* Passage given
>>>

Jerry Worchel, Principal Analyst, ASIC/ASSP and IP Service Semiconductor Research at In-Stat, defends the move: "In-Stat’s Current projections for the structured ASIC market indicate a 64.5% CAGR between 2004 and 2009, or from a dollar perspective, dollar shipment value will grow at a rapid pace, going from $209.8 million in 2004 to $2,520.9 million by 2009. Included in this category is eASIC’s unique via configurable technology, which is as close as one can get to a zero time-to-market approach, at least from the RTL-to-tapeout perspective, as recently announced by STMicroelectronics. The FlexASIC product might take a while for broad-based acceptance to occur, but as design engineers get accustomed to the technology and the advantages it affords, this will become their preferred ASIC design methodology."

<<<

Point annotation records
>>>

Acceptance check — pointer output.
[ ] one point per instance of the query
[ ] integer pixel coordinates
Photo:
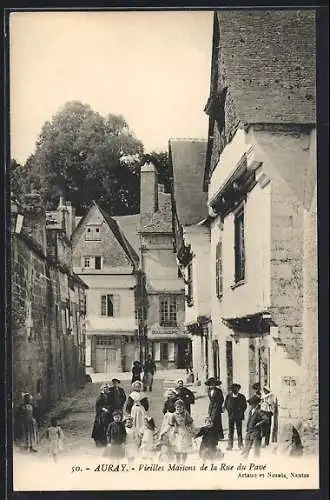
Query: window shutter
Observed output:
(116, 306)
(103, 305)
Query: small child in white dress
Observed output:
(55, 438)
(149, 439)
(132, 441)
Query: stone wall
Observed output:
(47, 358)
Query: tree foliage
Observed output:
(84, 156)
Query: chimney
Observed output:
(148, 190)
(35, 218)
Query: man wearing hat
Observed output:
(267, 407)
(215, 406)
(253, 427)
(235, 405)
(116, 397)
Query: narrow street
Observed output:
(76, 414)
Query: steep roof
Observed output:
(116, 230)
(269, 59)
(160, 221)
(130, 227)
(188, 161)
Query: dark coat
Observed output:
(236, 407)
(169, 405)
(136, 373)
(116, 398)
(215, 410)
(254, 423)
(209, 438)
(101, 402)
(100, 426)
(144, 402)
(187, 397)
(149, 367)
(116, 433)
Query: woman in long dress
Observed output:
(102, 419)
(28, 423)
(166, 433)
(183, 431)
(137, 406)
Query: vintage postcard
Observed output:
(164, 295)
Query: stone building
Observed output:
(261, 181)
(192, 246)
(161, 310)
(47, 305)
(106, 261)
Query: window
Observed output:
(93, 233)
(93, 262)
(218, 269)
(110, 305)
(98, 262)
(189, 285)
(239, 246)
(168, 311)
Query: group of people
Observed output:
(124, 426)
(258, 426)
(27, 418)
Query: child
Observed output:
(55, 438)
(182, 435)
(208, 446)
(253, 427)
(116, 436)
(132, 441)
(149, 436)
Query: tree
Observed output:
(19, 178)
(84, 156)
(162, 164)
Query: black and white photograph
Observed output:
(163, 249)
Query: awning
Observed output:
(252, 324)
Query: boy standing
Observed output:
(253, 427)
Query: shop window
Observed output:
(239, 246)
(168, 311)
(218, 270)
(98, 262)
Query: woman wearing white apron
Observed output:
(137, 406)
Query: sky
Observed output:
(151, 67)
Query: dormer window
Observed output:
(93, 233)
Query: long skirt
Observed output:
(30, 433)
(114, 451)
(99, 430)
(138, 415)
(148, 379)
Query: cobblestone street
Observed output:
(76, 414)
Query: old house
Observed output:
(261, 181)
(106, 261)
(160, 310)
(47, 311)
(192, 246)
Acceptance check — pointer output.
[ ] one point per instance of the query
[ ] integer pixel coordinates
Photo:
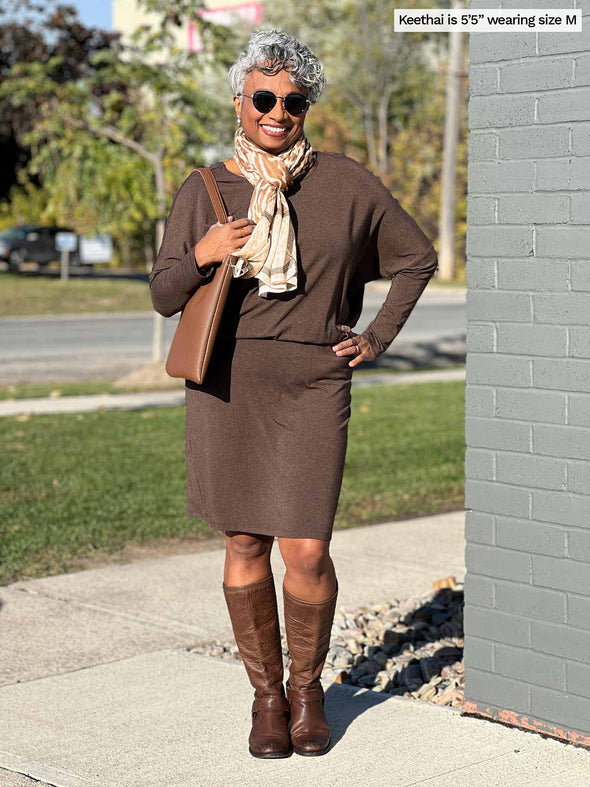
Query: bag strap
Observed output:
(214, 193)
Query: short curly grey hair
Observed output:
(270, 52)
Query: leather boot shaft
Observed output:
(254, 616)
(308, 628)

<<<

* Stated exercise 1
In the passage on the structured ASIC market, what compound annual growth rate does In-Stat project for 2004 to 2009?
* Stated exercise 2
Continue the passage on the structured ASIC market from where it stops.

* Written response 1
64.5%

* Written response 2
* EMA Design Automation announced a new service to help companies satisfy the European Union’s restriction of the use of certain hazardous substances for electrical and electronic equipment (RoHS) directive and other similar legislation. The first level of service offered creates a CIS database with the following RoHS information: Is this part RoHS compliant? What is the RoHS compliant alternate part number? Planned component availability if no alternates are found. Did the manufacturer’s part number change? (Yes/No) Does the manufacturer provide a "Manufacturer Certification" (Warranty) for RoHS compliance?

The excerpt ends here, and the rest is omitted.